Report each line of the entries below that has the word "stream" in it.

Segmentation mask data
----

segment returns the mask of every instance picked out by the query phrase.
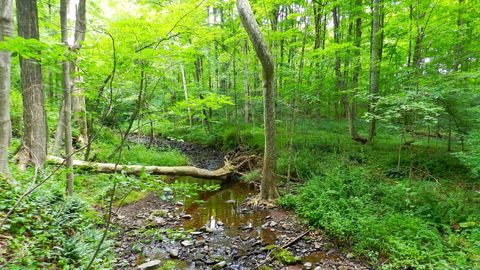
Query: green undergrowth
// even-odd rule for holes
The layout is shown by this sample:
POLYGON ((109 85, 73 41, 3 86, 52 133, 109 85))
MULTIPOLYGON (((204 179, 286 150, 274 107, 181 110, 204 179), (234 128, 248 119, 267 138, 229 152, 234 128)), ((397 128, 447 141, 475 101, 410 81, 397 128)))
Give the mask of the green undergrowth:
MULTIPOLYGON (((0 219, 31 186, 33 172, 14 172, 14 177, 16 186, 0 180, 0 219)), ((60 179, 63 173, 25 198, 2 228, 0 235, 7 241, 0 247, 1 269, 83 269, 89 263, 104 220, 80 196, 66 198, 60 179)), ((113 266, 112 244, 104 242, 94 269, 113 266)))
POLYGON ((378 164, 324 156, 316 165, 322 173, 283 196, 283 206, 375 267, 480 268, 478 192, 450 180, 391 179, 378 164))

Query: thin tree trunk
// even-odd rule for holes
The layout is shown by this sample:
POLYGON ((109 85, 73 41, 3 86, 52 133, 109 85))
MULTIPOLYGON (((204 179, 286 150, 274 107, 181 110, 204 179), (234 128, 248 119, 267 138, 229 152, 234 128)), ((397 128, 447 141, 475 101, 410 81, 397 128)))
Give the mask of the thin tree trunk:
MULTIPOLYGON (((0 0, 0 42, 13 35, 12 0, 0 0)), ((10 177, 8 146, 12 137, 10 121, 10 73, 12 54, 0 51, 0 176, 10 177)))
POLYGON ((371 142, 377 131, 375 103, 378 100, 380 89, 380 66, 382 63, 383 44, 383 0, 373 0, 373 19, 370 52, 370 104, 369 112, 374 115, 370 122, 368 141, 371 142))
POLYGON ((278 197, 276 181, 276 132, 275 132, 275 64, 267 47, 260 27, 248 0, 237 0, 237 8, 245 30, 257 56, 262 63, 263 75, 263 108, 265 125, 265 152, 263 158, 263 177, 260 186, 260 198, 270 201, 278 197))
MULTIPOLYGON (((67 7, 69 0, 60 1, 60 25, 62 32, 62 42, 66 47, 68 44, 68 16, 67 7)), ((70 80, 70 62, 65 60, 62 63, 62 88, 63 88, 63 131, 65 156, 67 157, 67 195, 73 195, 73 146, 72 146, 72 83, 70 80)))
POLYGON ((249 63, 248 63, 248 41, 245 40, 245 45, 243 46, 243 52, 244 52, 244 89, 245 89, 245 96, 244 96, 244 109, 243 109, 243 114, 244 114, 244 121, 245 123, 250 122, 250 107, 251 107, 251 101, 250 101, 250 69, 249 69, 249 63))
MULTIPOLYGON (((17 0, 18 35, 39 39, 36 0, 17 0)), ((47 157, 47 118, 43 95, 42 67, 35 59, 20 57, 23 120, 25 133, 17 153, 19 169, 28 163, 43 167, 47 157)))
POLYGON ((182 71, 182 84, 183 84, 183 91, 185 94, 185 103, 187 104, 187 110, 188 110, 188 122, 190 123, 190 127, 193 126, 193 121, 192 121, 192 111, 190 109, 190 105, 188 104, 188 88, 187 88, 187 81, 185 80, 185 69, 183 68, 183 65, 181 66, 181 71, 182 71))

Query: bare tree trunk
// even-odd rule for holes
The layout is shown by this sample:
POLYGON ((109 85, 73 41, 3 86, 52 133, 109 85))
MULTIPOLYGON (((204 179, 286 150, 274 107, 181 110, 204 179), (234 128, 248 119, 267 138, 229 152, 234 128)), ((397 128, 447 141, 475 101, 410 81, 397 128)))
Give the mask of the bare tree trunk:
MULTIPOLYGON (((380 66, 382 63, 382 45, 383 45, 383 0, 373 0, 373 19, 371 34, 371 52, 370 52, 370 104, 369 111, 375 114, 375 103, 378 100, 380 88, 380 66)), ((375 117, 370 122, 368 141, 371 142, 375 137, 377 130, 377 120, 375 117)))
POLYGON ((255 52, 262 63, 263 75, 263 109, 265 125, 265 152, 263 158, 263 177, 260 187, 260 198, 270 201, 278 197, 276 181, 276 132, 275 132, 275 64, 267 47, 260 27, 248 0, 237 0, 240 19, 252 41, 255 52))
POLYGON ((192 110, 190 109, 190 105, 188 104, 188 88, 187 88, 187 81, 185 80, 185 69, 183 65, 181 66, 181 71, 182 71, 182 83, 183 83, 183 91, 185 94, 185 103, 187 104, 187 110, 188 110, 188 121, 190 123, 190 127, 193 126, 193 121, 192 121, 192 110))
POLYGON ((251 107, 251 101, 250 101, 250 69, 249 69, 249 63, 248 63, 248 41, 245 40, 245 45, 243 46, 243 52, 244 52, 244 89, 245 89, 245 101, 244 101, 244 109, 243 109, 243 114, 244 114, 244 121, 245 123, 250 122, 250 107, 251 107))
POLYGON ((60 112, 58 114, 58 123, 57 123, 57 130, 55 131, 55 140, 53 142, 52 153, 58 154, 60 152, 60 148, 62 147, 63 142, 63 135, 65 134, 65 126, 64 120, 65 117, 65 101, 62 101, 62 106, 60 107, 60 112))
MULTIPOLYGON (((36 0, 17 0, 18 35, 22 38, 39 39, 36 0)), ((25 170, 28 163, 43 167, 47 157, 47 118, 43 96, 42 66, 35 59, 20 57, 23 120, 25 134, 22 147, 17 153, 19 169, 25 170)))
MULTIPOLYGON (((0 0, 0 42, 13 34, 12 0, 0 0)), ((8 146, 12 137, 10 121, 10 73, 12 54, 0 51, 0 176, 10 176, 8 146)))
MULTIPOLYGON (((62 32, 62 42, 66 47, 68 44, 68 17, 67 7, 69 0, 60 1, 60 25, 62 32)), ((73 146, 72 146, 72 83, 70 80, 70 62, 65 60, 62 63, 62 88, 63 88, 63 131, 65 156, 67 157, 67 195, 73 195, 73 146)))
MULTIPOLYGON (((79 0, 76 12, 75 20, 75 40, 73 50, 79 50, 82 46, 82 42, 85 40, 86 31, 86 0, 79 0)), ((72 66, 70 72, 76 71, 72 66)), ((81 82, 82 78, 77 76, 72 82, 72 116, 74 122, 77 124, 80 132, 79 142, 86 145, 88 142, 88 128, 87 128, 87 109, 85 102, 85 93, 83 89, 77 88, 78 82, 81 82)))

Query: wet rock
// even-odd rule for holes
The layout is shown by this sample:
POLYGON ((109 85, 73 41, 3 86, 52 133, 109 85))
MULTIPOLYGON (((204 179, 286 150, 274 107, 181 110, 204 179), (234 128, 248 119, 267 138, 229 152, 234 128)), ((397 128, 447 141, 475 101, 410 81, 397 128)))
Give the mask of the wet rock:
POLYGON ((217 221, 218 226, 223 226, 223 222, 221 220, 217 221))
POLYGON ((180 217, 183 219, 192 219, 192 215, 189 214, 181 214, 180 217))
POLYGON ((193 259, 195 261, 201 261, 205 258, 205 256, 206 256, 206 254, 204 254, 204 253, 197 253, 193 256, 193 259))
POLYGON ((163 224, 165 223, 165 219, 162 218, 162 217, 155 217, 155 218, 153 219, 153 223, 154 223, 155 225, 163 225, 163 224))
POLYGON ((168 254, 170 254, 170 257, 172 258, 178 258, 178 249, 172 248, 168 250, 168 254))
POLYGON ((214 270, 222 269, 222 268, 225 267, 226 265, 227 265, 227 262, 226 262, 226 261, 221 261, 221 262, 215 264, 215 265, 213 266, 213 269, 214 269, 214 270))
POLYGON ((304 269, 307 269, 307 270, 312 269, 312 266, 313 266, 313 265, 312 265, 311 262, 306 262, 306 263, 303 264, 303 268, 304 268, 304 269))
POLYGON ((203 245, 205 245, 207 243, 207 241, 205 239, 198 239, 195 241, 195 247, 201 247, 203 245))
POLYGON ((225 202, 226 202, 226 203, 234 204, 234 203, 236 203, 237 201, 235 201, 235 200, 227 200, 227 201, 225 201, 225 202))
POLYGON ((168 211, 165 209, 157 209, 153 210, 150 216, 152 217, 166 217, 168 214, 168 211))
POLYGON ((146 262, 146 263, 142 263, 141 265, 139 265, 137 267, 137 269, 155 269, 157 268, 162 262, 160 260, 153 260, 153 261, 149 261, 149 262, 146 262))
POLYGON ((347 254, 347 259, 351 259, 351 258, 353 258, 353 257, 355 257, 355 255, 353 255, 353 253, 348 253, 348 254, 347 254))
POLYGON ((322 244, 319 243, 319 242, 315 242, 315 243, 313 243, 313 247, 315 247, 315 249, 321 249, 321 248, 322 248, 322 244))
POLYGON ((191 245, 193 245, 193 242, 190 241, 190 240, 183 240, 182 241, 182 246, 184 246, 184 247, 189 247, 191 245))
POLYGON ((313 268, 313 270, 323 270, 324 268, 322 268, 321 266, 317 266, 315 268, 313 268))
POLYGON ((194 231, 194 232, 191 232, 190 234, 191 234, 191 235, 201 235, 202 232, 194 231))
POLYGON ((178 201, 178 202, 175 203, 175 205, 176 205, 176 206, 183 206, 183 202, 178 201))

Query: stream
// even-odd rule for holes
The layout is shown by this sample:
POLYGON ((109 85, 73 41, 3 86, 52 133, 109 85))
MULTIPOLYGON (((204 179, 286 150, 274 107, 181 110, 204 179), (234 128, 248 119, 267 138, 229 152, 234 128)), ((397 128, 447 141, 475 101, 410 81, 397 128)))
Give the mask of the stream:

----

Your solution:
Query: stream
Give the mask of the stream:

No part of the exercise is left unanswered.